• **Action demandée A**: Citez le passage de l'extrait sur Mayotte commençant par « Adrien Giraud : D'abord, la » et se terminant par « et dans l'harmonie. ».
• **Action demandée B**: D'après l'extrait sur Mayotte, quel est le statut stable dont Mayotte dispose désormais ?

• **Extrait du texte**:

* * * * * * * * *

Adrien Giraud : D'abord, la joie d'être arrivé jusqu'au 29 mars et puis le début d'un grand chantier. Parce que c'est à partir du 30 mars que les élus de ce pays doivent penser comment construire Mayotte. Jusqu'à maintenant, nous étions en chantier mais on ne savait pas sur quel plan. Aujourd'hui nous avons un statut stable qui est le statut de la départementalisation, qui sécurise Mayotte. Pour moi, c'est le début d'un grand chantier, avec les architectes qu'il faut, avec l'architecture que le gouvernement nous installe. Aujourd'hui, il faut que nous nous mettions au travail, tous les élus et tous les gens de bonne volonté, pour essayer de construire Mayotte dans l'ordre et dans l'harmonie.

* * * * * * * * *

• **Lignes fournies**:
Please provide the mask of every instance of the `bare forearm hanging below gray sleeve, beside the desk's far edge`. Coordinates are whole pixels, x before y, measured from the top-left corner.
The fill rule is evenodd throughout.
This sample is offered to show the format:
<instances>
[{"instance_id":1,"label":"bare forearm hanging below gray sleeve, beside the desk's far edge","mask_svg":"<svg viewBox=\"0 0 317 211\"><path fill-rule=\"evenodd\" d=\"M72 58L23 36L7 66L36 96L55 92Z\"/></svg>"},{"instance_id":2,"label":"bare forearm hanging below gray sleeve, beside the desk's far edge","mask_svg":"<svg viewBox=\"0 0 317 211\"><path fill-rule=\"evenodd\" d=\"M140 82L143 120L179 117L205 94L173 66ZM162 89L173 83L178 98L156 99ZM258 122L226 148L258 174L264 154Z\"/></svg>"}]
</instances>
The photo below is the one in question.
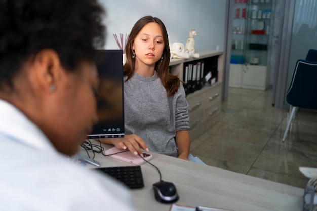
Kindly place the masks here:
<instances>
[{"instance_id":1,"label":"bare forearm hanging below gray sleeve, beside the desk's far edge","mask_svg":"<svg viewBox=\"0 0 317 211\"><path fill-rule=\"evenodd\" d=\"M175 141L178 147L178 158L188 160L190 136L187 130L177 131Z\"/></svg>"}]
</instances>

* * * * * * * * *

• **Résultat de l'exercice A**:
Adrien Giraud : D'abord, la joie d'être arrivé jusqu'au 29 mars et puis le début d'un grand chantier. Parce que c'est à partir du 30 mars que les élus de ce pays doivent penser comment construire Mayotte. Jusqu'à maintenant, nous étions en chantier mais on ne savait pas sur quel plan. Aujourd'hui nous avons un statut stable qui est le statut de la départementalisation, qui sécurise Mayotte. Pour moi, c'est le début d'un grand chantier, avec les architectes qu'il faut, avec l'architecture que le gouvernement nous installe. Aujourd'hui, il faut que nous nous mettions au travail, tous les élus et tous les gens de bonne volonté, pour essayer de construire Mayotte dans l'ordre et dans l'harmonie.

• **Résultat de l'exercice B**: C'est le statut de la départementalisation.